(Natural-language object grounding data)
——————————
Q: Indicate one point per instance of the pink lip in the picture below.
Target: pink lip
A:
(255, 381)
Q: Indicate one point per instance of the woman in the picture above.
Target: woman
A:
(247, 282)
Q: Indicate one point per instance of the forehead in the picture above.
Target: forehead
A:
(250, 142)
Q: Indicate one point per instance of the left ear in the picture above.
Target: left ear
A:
——————————
■ **Exercise**
Which of the lines above carry the string "point"? Pick them out and copy them.

■ **Output**
Q: Indicate one point per instance of the pink lip in the picture below.
Q: Indicate one point per instance of the woman in the picture above.
Q: Indicate one point per instance of the forehead in the picture above.
Q: Indicate one point per instance of the left ear in the picture above.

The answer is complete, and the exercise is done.